Directions
Copy every record exactly as it stands. Leave the pictures out.
□ □ □ □ □ □ □
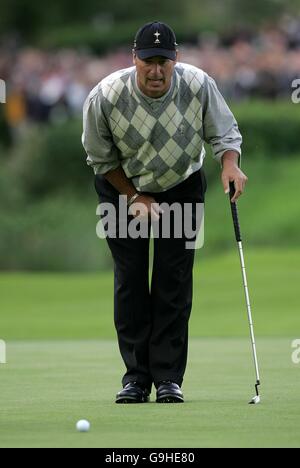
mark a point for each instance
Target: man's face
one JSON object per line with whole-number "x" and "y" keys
{"x": 154, "y": 75}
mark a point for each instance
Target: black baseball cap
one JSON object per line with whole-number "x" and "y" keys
{"x": 155, "y": 39}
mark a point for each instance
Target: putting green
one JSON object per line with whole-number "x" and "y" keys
{"x": 47, "y": 386}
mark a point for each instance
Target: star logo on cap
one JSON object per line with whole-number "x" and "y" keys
{"x": 157, "y": 34}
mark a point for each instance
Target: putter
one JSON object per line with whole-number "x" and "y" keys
{"x": 256, "y": 399}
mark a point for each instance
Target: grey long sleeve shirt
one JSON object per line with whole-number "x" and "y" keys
{"x": 158, "y": 142}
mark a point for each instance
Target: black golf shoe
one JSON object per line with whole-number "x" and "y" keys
{"x": 133, "y": 393}
{"x": 169, "y": 392}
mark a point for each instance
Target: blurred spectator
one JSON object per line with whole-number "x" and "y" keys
{"x": 46, "y": 86}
□ □ □ □ □ □ □
Task response
mark a point for each instance
Target: man's face
one JSON object per line with whole-number "x" and "y" keys
{"x": 154, "y": 75}
mark a point for each instance
Target: black baseball cap
one JSON object per line with whole-number "x" and "y" keys
{"x": 155, "y": 39}
mark a point for each instance
Target: putting green
one JSON object per line with whole-number "x" and "y" keys
{"x": 47, "y": 386}
mark a point for each instance
Target: star logo on cap
one JSON object per line with whole-number "x" and "y" keys
{"x": 157, "y": 34}
mark a point for each instance
Target: putter
one JSON object per line with whole-number "x" and "y" keys
{"x": 256, "y": 399}
mark a point for each instance
Target: grey long sleeve shirt
one JSON object per line with whole-number "x" and "y" keys
{"x": 158, "y": 142}
mark a point for each instance
Target: black golf shoe
one JSON object per line with whole-number "x" and "y" keys
{"x": 133, "y": 393}
{"x": 169, "y": 392}
mark a point for each instance
Target: blurred spectator
one JSON object per line with whole-number "x" and "y" keys
{"x": 46, "y": 86}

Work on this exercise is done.